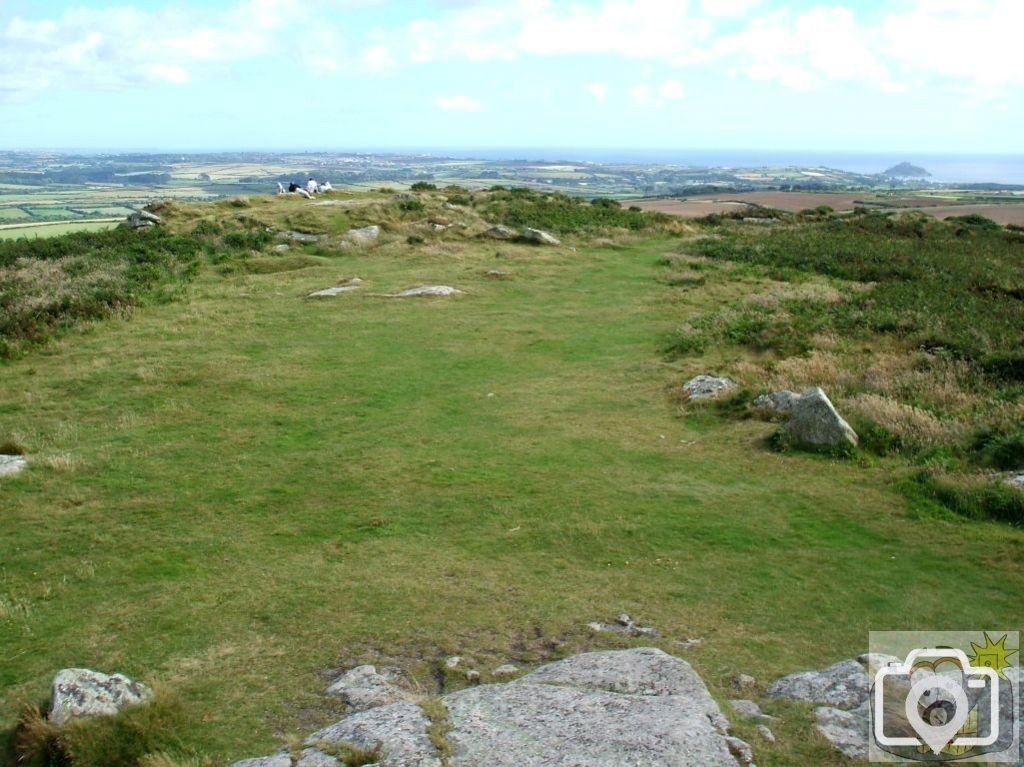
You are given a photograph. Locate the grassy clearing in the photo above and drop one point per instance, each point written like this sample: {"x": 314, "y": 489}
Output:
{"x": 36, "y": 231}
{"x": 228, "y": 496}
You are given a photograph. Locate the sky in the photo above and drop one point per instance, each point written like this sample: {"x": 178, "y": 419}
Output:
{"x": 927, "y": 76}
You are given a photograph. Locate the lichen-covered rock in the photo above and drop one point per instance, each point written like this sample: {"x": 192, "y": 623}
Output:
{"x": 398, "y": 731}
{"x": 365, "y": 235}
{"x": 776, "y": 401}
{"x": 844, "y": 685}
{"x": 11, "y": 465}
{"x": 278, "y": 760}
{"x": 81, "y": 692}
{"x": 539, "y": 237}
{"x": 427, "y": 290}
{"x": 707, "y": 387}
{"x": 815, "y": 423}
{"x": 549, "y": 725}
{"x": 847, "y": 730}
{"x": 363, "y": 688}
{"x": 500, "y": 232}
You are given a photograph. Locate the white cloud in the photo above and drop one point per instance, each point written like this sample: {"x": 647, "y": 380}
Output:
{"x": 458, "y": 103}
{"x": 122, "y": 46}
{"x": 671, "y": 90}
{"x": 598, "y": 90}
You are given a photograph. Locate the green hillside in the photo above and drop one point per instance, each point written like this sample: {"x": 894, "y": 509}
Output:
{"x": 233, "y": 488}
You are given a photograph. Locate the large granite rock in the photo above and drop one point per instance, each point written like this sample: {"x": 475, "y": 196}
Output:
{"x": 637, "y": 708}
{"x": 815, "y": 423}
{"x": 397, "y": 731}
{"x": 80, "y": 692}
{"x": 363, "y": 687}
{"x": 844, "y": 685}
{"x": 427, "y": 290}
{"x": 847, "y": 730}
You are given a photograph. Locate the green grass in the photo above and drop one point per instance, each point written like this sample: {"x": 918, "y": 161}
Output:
= = =
WHAT YOU NEED TO DO - Copy out every one of the records above word for word, including each point, and leave the pictures out of your answer.

SOLUTION FOR THIS EXERCISE -
You are given a photograph. Locate the grassy clearing in the photo above and drop one point per instance, each point written like this sample: {"x": 314, "y": 489}
Output:
{"x": 36, "y": 231}
{"x": 228, "y": 496}
You are given a photograph. Locate the sky in the photo above and drop one point per instance, each point written like this sample: {"x": 178, "y": 419}
Output:
{"x": 927, "y": 76}
You are given a photograph. Locate the lichen-covered rock in the photo above and drop one point per instance, each point written like this sample: {"x": 192, "y": 623}
Output:
{"x": 398, "y": 731}
{"x": 365, "y": 235}
{"x": 776, "y": 401}
{"x": 844, "y": 685}
{"x": 11, "y": 465}
{"x": 278, "y": 760}
{"x": 81, "y": 692}
{"x": 539, "y": 237}
{"x": 427, "y": 290}
{"x": 707, "y": 387}
{"x": 815, "y": 423}
{"x": 549, "y": 725}
{"x": 847, "y": 730}
{"x": 363, "y": 688}
{"x": 500, "y": 232}
You are given a photograph. Locate the white cloud in the photo above and drop one point per instance, each point written like this sample: {"x": 647, "y": 380}
Output:
{"x": 458, "y": 103}
{"x": 122, "y": 46}
{"x": 671, "y": 90}
{"x": 598, "y": 90}
You are given a photograph. Locate the green hillside in the photo above and drop one point per instance, each point written like this sample: {"x": 894, "y": 509}
Output:
{"x": 233, "y": 488}
You are given a photograph. Locate the large granite rock in the photo above and drop one point per instance, each point written like this sample: {"x": 475, "y": 196}
Output:
{"x": 637, "y": 708}
{"x": 815, "y": 423}
{"x": 397, "y": 731}
{"x": 80, "y": 692}
{"x": 363, "y": 687}
{"x": 844, "y": 685}
{"x": 427, "y": 290}
{"x": 847, "y": 730}
You are given a photograph. Locate the green grass in the photo above and drop one point per instance, each point written like this sample: {"x": 918, "y": 161}
Output:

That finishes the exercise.